[Exercise instructions]
(A) Summarize the article on climate change and the Australian economy in two sentences.
(B) Extend the article on climate change and the Australian economy, carrying it on from its final sentence.

[Document segment]
========
The political tide is turning and the economic implications of climate change for all types of businesses will be here much sooner than any of us predicted.

Climate change is not just affecting the global energy system, it is restructuring the global economy, reshaping geopolitics which in turn is starting to significantly influence foreign policy decisions.

A new superpower race has begun in which first world economies compete to get to net zero first. Those who aren’t fast enough will be left behind.

Since US President Biden’s Climate Summit last month, renewed pressure is on countries to reduce greenhouse gas emissions targets further. Coupled with the rapid commercialisation of sustainable technologies, the green transition is speeding up. A new superpower race has begun in which first world economies compete to get to net zero first. Those who aren’t fast enough will be left behind.

COVID-19 has accelerated this transition, forcing a policy reset for governments around the world that recognises economic recovery must be green. The European Parliament announced a €672.5 billion stimulus package to help Europe “build back better” and aid the “green transition” while the UAE adopted a new circular economy policy, with government seeking to partner the private sector to achieve emissions targets.

In stark contrast the Australian federal government sees our post COVID economic recovery as gas-led, taking Australia in the opposite direction when we are already lagging behind. And it’s now economists, not just scientists, who are sounding the alarm.

The International Energy Agency’s Net Zero by 2050 roadmap has called for “nothing short of a total transformation of the energy systems that underpin our economies” which means “no investments in new fossil fuel supply projects from now on”. I cannot overstate the significance of this report.

The enduring Australian political rhetoric that positioned climate enthusiasts as economic terrorists is not going to age well. It is obvious that we can’t rely on iron ore or coal exports into the future to stimulate the economy and jobs, as there will no longer be a demand for those commodities. Government emissions targets around the world tell us that.

The Climate Council argues Australia must get carbon emissions down to net zero by 2035 and failure to do so could see Australia become economically isolated from our trading partners. If our emissions targets continue to lag behind we risk a de facto carbon price being placed on goods. The EU has proposed just that –  a “carbon border adjustment mechanism” seeking to reduce the cost burden of shouldering a transition to cleaner infrastructure.

An enduring national energy policy is needed, for the faster we undertake the transition the less impact businesses will face.

Australian businesses are slowly heading in the right direction

In Australia, the transition has largely been driven by big business, not the government. Emissions-intensive industries are now linking executive bonuses to achieving climate and sustainability targets.
========
Point localization data:
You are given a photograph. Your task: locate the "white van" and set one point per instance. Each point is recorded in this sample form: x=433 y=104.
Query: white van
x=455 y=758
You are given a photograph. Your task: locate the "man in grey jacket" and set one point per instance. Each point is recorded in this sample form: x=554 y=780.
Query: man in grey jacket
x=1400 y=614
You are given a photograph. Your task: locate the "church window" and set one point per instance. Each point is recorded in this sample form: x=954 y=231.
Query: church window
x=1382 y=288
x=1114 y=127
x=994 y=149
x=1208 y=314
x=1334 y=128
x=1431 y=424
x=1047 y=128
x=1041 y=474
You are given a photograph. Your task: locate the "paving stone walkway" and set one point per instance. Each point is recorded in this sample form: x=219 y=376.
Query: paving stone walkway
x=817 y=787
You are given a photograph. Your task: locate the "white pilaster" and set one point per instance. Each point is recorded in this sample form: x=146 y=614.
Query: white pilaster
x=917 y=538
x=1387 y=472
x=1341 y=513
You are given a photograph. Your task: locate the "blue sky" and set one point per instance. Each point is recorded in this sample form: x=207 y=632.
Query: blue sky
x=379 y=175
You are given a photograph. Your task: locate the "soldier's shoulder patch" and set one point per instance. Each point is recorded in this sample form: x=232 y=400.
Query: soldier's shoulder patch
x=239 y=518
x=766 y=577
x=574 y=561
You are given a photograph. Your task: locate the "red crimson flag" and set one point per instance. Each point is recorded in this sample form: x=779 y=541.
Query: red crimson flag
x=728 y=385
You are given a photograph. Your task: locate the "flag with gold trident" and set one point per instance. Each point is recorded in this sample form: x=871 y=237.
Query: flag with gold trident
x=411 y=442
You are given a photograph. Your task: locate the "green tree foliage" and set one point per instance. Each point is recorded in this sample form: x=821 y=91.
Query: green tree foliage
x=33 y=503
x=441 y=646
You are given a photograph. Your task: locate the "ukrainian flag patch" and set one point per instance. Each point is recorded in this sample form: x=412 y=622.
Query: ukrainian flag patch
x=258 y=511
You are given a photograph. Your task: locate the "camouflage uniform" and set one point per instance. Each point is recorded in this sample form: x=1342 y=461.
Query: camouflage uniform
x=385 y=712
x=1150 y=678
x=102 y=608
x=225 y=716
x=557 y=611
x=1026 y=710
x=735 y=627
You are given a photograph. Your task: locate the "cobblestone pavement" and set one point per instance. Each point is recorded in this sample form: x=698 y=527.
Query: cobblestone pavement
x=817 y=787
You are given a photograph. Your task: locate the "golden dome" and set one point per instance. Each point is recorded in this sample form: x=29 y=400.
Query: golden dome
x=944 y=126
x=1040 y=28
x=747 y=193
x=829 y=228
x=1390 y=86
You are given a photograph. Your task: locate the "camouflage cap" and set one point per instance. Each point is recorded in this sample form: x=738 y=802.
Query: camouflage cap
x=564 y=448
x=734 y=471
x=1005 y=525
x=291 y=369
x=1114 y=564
========
[Activity answers]
(A) Climate change is restructuring the global economy, and COVID-19 has sped up a green transition in places such as Europe and the UAE, while Australia's federal government pursues a gas-led recovery. The text warns that Australia could face economic isolation and a de facto carbon price if its emissions targets lag, calls for an enduring national energy policy, and notes that big business rather than government has driven the country's transition so far.

(B)
Shareholders with traditional interests in profit are now pressuring public companies to be more socially responsible. They are holding boards accountable for failures in their fiduciary and social responsibilities in relation to climate risk. 

As a result, more and more large public companies are starting to measure environmental (including scope 3 – customer emissions) and social indicators of their business as “performance”. Many companies are also adopting triple bottom line reporting, counting financial, environmental and social outcomes. Company Sustainability Reports will continue to take on new meaning and prominence at board level.

Governments must provide the right investment signals to secure our financial future

An enduring national energy policy is needed, for the faster we undertake the transition the less impact businesses will face. Bipartisan support at the federal level to merge climate and energy policies will provide the right investment signals and give business the confidence to invest in the transition. 

Business and government must also embrace a more circular economic model. The current linear models (a calling card of China’s influence over the past 20 years to mass produce products with limited life span for consumers to dispose of quickly and buy new again) are a gradually tightening noose that global brands must loosen. 

Circular economy models are not a gimmick, they are an economic opportunity for businesses and governments alike, providing massive GDP and job creation benefits across many sectors. 

Corporate Australia requires politicians to have long-term vision, see past the three-year election cycle and recognise the science and economics of climate change. Failure to recognise the changing tide and continuing to swim against the current of global policy will have significant economic repercussions that will set Australians back for future generations and squander the relative prosperity we have enjoyed.

Jeff Olling is global chief of stakeholder relations at sustainability advisers iugis, a role he has held since July 2020. He practiced as a Barrister before transitioning to the energy sector in 2011, after which held a number of senior roles in both multi-national and state-based energy infrastructure companies and helped shape strategic thinking on national policy direction and regulatory reform.